▶ _AIM OF THE TASK_: Express the material from the line with "brown stem, one point per instance." to the line with "109], [100, 94]]" as a two-column CSV headed instruction and points. Give each instruction and its coordinates one row, with both fields quoted and any line breaks replaced by spaces.

▶ _Lines of data_:
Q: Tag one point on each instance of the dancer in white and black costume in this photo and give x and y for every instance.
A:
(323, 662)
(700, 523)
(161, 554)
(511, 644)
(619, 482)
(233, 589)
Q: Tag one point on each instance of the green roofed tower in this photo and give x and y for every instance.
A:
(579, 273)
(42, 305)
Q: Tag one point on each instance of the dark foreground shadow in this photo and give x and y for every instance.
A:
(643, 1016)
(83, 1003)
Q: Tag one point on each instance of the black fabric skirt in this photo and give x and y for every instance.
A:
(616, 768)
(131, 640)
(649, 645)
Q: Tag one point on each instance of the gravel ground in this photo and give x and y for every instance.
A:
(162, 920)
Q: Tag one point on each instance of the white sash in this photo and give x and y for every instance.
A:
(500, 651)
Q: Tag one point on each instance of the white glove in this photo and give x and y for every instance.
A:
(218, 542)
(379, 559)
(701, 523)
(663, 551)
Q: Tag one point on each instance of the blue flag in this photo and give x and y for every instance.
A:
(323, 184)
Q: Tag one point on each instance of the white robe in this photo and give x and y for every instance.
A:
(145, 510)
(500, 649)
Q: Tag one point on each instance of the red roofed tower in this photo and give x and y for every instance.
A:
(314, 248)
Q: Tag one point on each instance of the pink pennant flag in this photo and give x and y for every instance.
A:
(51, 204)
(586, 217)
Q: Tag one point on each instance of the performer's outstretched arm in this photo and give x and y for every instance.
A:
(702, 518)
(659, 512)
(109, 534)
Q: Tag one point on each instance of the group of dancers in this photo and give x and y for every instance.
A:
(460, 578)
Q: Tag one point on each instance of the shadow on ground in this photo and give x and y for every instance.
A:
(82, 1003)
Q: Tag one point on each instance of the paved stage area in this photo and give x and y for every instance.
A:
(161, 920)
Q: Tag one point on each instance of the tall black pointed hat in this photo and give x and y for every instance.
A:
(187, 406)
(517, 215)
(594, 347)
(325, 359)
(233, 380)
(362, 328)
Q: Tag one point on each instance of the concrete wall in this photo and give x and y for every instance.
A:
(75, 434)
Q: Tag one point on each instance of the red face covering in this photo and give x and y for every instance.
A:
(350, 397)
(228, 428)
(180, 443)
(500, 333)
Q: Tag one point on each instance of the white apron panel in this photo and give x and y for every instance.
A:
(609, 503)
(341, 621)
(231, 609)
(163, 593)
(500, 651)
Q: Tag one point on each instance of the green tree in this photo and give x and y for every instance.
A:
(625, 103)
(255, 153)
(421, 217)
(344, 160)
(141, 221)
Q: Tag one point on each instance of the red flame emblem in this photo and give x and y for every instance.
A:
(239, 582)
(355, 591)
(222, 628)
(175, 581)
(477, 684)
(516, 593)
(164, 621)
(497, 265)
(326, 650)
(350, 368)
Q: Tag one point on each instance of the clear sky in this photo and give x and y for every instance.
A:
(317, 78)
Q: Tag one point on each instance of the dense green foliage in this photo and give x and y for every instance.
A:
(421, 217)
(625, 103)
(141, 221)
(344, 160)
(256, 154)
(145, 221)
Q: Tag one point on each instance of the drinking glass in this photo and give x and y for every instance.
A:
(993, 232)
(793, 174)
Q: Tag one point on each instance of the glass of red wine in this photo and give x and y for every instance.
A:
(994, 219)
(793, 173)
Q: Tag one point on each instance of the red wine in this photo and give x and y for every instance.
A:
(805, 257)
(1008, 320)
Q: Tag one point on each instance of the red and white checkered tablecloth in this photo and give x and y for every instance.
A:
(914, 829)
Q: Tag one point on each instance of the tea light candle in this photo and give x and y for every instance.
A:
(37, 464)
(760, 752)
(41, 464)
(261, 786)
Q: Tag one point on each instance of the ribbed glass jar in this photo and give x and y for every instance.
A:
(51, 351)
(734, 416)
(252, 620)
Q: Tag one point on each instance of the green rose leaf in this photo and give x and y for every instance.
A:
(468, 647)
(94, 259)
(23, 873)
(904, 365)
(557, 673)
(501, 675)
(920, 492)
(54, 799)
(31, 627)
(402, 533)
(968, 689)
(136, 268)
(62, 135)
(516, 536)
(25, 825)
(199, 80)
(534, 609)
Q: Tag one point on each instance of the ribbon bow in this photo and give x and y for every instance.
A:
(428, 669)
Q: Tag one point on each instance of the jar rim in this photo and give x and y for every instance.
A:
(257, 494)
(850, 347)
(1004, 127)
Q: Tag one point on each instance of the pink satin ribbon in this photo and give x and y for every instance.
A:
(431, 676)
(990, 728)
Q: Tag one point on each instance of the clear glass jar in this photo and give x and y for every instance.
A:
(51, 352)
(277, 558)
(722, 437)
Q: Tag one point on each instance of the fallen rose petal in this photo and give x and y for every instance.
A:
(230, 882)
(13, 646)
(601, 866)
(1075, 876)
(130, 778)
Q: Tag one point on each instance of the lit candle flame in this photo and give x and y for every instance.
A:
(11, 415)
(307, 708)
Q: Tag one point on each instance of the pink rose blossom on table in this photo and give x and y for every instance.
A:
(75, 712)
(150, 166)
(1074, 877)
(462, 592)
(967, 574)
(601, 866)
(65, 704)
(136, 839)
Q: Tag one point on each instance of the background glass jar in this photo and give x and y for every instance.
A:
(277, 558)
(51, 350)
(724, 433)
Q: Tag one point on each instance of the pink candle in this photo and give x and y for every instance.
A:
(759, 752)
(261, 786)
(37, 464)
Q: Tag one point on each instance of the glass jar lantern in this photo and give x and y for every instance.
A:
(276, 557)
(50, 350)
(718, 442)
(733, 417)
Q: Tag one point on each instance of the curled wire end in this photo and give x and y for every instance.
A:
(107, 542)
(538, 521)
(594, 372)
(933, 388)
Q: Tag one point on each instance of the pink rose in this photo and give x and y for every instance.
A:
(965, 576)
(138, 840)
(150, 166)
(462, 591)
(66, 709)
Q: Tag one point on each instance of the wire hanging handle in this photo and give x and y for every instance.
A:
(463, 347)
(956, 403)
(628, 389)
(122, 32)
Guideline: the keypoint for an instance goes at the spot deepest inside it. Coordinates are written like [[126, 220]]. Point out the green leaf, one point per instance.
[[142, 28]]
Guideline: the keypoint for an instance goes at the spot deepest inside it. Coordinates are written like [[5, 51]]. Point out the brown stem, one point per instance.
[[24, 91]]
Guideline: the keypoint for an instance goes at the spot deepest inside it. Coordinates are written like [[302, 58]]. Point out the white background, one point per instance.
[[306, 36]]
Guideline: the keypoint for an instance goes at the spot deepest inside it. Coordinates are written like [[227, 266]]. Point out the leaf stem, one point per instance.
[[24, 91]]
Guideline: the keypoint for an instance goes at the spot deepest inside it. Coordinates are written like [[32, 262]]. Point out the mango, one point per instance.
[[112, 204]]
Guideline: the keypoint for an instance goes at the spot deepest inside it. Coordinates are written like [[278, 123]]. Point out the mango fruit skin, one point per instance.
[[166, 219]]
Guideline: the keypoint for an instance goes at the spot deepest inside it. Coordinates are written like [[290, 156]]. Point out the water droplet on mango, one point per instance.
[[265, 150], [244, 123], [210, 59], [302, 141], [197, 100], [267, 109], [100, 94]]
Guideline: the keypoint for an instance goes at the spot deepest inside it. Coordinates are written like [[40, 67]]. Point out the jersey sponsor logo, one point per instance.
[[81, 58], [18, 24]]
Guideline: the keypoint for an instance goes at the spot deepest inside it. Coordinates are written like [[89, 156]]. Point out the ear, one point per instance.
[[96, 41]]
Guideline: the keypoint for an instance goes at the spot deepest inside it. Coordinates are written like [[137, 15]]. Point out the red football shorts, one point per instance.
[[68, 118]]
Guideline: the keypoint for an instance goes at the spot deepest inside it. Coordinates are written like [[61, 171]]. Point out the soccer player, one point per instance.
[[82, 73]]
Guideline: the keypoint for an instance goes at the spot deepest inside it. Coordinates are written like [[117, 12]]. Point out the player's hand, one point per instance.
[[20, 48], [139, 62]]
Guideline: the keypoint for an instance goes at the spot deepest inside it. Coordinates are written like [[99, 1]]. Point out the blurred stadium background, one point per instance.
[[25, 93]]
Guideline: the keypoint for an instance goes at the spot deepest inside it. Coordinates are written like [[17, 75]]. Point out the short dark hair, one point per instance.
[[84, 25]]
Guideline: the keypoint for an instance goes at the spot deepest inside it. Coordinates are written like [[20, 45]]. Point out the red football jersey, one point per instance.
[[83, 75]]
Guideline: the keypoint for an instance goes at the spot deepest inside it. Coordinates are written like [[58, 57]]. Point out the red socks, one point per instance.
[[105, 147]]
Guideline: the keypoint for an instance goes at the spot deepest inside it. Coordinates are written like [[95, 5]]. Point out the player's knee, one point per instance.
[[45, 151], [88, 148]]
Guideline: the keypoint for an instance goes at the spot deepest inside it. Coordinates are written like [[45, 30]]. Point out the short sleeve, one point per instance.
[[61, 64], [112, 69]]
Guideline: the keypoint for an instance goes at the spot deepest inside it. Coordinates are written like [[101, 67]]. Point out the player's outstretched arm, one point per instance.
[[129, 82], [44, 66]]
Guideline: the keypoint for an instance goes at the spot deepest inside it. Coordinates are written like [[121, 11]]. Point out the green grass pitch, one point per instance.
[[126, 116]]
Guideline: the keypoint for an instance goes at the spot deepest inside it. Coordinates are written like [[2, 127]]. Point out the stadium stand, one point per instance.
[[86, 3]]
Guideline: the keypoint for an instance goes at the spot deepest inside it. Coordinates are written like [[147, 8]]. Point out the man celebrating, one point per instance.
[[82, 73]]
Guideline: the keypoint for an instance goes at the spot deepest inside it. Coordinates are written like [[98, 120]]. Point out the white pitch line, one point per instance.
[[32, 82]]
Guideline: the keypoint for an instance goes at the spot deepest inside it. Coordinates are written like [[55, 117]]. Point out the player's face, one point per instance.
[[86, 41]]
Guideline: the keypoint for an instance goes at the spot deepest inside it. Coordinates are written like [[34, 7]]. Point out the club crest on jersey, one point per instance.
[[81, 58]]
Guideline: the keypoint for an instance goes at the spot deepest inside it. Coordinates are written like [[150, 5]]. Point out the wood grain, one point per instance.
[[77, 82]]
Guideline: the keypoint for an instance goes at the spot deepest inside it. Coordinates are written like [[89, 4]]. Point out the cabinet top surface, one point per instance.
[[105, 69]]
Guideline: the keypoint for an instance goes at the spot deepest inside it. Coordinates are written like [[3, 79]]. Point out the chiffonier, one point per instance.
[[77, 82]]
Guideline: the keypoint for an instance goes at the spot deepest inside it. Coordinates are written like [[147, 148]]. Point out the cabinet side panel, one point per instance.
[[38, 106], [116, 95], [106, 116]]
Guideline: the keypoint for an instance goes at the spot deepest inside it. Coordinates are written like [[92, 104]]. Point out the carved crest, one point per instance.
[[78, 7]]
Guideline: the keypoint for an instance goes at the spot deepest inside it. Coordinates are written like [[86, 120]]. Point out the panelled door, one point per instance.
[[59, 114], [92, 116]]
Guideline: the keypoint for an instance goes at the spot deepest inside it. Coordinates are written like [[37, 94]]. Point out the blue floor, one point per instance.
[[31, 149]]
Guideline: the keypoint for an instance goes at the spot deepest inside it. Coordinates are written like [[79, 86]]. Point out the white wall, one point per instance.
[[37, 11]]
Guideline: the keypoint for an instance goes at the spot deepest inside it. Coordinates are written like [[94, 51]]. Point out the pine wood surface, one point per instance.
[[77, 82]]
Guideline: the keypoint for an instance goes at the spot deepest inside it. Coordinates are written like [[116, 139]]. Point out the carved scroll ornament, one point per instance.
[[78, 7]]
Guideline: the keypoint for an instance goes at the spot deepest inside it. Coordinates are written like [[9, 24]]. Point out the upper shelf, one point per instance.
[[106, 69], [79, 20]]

▶ _PROBLEM SOLUTION_:
instruction,points
"Guideline: the keypoint for an instance goes at the spot deepest inside it. Coordinates are written like [[5, 51]]. Point out the brown stem, one point per instance.","[[24, 91]]"
"Guideline: the keypoint for an instance goes at the spot deepest inside it. Coordinates are written like [[302, 58]]. Point out the white background, one point per instance.","[[306, 36]]"
"Guideline: the keypoint for an instance goes at the spot deepest inside it. Coordinates are written like [[227, 266]]. Point out the leaf stem, one point per instance.","[[24, 91]]"
"Guideline: the keypoint for an instance goes at the spot deepest inside it. Coordinates are written like [[32, 262]]. Point out the mango, one point per instance.","[[112, 204]]"
"Guideline: the keypoint for an instance goes at the spot deepest inside it. Coordinates are written like [[278, 123]]. Point out the mango fruit skin, one point per instance.","[[166, 219]]"
"Guideline: the keypoint for an instance goes at the spot deepest inside it. Coordinates are written like [[290, 156]]. Point out the water droplet on mango, one point per instance.","[[265, 150], [244, 123], [210, 59], [302, 141], [197, 100], [267, 109], [100, 94]]"